-- 任务目标 --
请打印下方介绍TCP套接字编程的文本中的一段:从含有“---- Create a”的地方开始,到“连接的套接字(accept)”之后结束,一字不改。

基于TCP(面向连接)的socket编程,分为客户端和服务器端。
服务器端的流程如下:
(1)创建套接字(socket)
---- Create a socket.
(2)将套接字绑定到一个本地地址和端口上(bind)
---- Remove any existing file with the same pathname as that to which we want to bind the socket.
(3)将套接字设为监听模式,准备接收客户端请求(listen)即等待客户端调用connect().
---- Construct an address structure for the server's socket, bind the socket to that address, and mark the socket as a listening socket.
(4)等待客户请求到来;当请求到来后,接受连接请求,返回一个新的对应于此次连接的套接字(accept)
---- Execute an infinite loop to handle incoming client requests. Each loop iteration (迭代,反复,重复) performs the following steps:
-- Accept a connection, obtaining a new socket, for the connection.
-- Read all of the data from the connected socket and write it to standard output.
(5)用返回的套接字和客户端进行通信(send/recv)
(6)返回,等待另一个客户请求。
(7)关闭套接字。the server must be terminated manually.
客户端的流程如下:
(1)创建套接字(socket)
(2)向服务器发出连接请求(connect)
(3)和服务器端进行通信(send/recv)
(4)关闭套接字
根据连接启动的方式以及本地套接字要连接的目标,套接字之间的连接过程可以分为三个步骤:服务器监听(listen),客户端请求,连接确认。
>> 服务器监听:服务器套接字并不定位具体的客户端套接字,而是出于等待连接的状态,实时监控网络状态。
>> 客户端请求:是指由客户端的套接字提出连接请求,要连接的目标是服务器端的套接字。为此,客户端的套接字必须首先描述它要连接的服务器的套接字,指出服务器端套接字的地址和端口号,然后就向服务器端套接字提出连接请求。

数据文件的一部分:
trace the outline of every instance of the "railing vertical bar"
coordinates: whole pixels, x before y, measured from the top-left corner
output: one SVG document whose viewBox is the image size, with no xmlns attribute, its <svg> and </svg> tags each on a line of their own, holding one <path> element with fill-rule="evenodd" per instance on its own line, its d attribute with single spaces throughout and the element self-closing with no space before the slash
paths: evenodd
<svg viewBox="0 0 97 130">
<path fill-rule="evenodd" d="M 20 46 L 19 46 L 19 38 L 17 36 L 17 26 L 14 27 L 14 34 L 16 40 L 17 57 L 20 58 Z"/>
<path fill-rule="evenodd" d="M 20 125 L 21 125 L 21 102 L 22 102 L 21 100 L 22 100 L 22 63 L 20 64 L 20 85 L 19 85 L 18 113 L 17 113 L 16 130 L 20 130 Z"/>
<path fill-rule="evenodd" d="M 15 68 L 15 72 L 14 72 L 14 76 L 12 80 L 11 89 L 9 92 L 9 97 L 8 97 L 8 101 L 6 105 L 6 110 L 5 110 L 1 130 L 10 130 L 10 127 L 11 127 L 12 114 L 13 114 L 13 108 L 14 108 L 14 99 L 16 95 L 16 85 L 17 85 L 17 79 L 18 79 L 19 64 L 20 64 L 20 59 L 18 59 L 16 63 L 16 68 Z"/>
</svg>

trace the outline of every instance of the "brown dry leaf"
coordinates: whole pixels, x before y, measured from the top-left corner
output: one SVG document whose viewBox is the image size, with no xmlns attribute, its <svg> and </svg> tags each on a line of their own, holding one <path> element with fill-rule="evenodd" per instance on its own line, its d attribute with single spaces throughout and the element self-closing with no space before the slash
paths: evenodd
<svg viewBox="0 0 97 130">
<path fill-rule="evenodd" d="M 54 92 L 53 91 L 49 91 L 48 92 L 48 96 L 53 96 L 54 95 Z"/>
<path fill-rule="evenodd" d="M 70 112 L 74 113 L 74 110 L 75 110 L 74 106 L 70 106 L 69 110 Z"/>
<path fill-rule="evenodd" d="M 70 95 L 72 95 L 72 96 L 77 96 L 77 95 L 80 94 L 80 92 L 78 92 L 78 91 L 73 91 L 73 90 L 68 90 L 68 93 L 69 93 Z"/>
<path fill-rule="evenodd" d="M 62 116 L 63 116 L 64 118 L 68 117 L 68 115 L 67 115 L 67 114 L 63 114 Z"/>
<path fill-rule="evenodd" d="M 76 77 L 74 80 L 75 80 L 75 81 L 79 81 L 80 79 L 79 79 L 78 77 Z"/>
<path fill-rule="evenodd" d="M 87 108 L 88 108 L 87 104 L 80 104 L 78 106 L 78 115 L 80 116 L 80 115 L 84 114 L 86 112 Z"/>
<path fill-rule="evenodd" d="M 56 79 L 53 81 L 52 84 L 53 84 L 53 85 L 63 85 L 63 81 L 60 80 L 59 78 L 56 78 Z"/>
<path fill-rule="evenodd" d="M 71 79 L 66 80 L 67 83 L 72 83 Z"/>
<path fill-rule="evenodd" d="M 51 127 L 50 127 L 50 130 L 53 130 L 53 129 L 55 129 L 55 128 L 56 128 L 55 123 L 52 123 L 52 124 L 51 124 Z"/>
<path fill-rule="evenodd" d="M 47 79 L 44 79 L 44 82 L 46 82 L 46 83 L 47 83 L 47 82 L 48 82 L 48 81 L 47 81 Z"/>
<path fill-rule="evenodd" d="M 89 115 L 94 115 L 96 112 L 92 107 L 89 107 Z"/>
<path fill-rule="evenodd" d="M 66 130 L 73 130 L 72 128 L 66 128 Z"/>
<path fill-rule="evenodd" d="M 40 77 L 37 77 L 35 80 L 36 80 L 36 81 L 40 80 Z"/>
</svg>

-- 任务答复 --
---- Create a socket.
(2)将套接字绑定到一个本地地址和端口上(bind)
---- Remove any existing file with the same pathname as that to which we want to bind the socket.
(3)将套接字设为监听模式,准备接收客户端请求(listen)即等待客户端调用connect().
---- Construct an address structure for the server's socket, bind the socket to that address, and mark the socket as a listening socket.
(4)等待客户请求到来;当请求到来后,接受连接请求,返回一个新的对应于此次连接的套接字(accept)